Stored items from a collection:
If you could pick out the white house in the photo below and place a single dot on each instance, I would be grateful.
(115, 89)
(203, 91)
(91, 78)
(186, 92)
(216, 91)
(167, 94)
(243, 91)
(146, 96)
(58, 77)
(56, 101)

[Problem statement]: Print the material above again, line for line, with no changes.

[Task result]:
If you could pick out the white house in the photo below and place a single dot on each instance, I would be grateful.
(115, 89)
(203, 91)
(91, 78)
(186, 92)
(216, 91)
(167, 94)
(243, 91)
(146, 96)
(58, 77)
(56, 101)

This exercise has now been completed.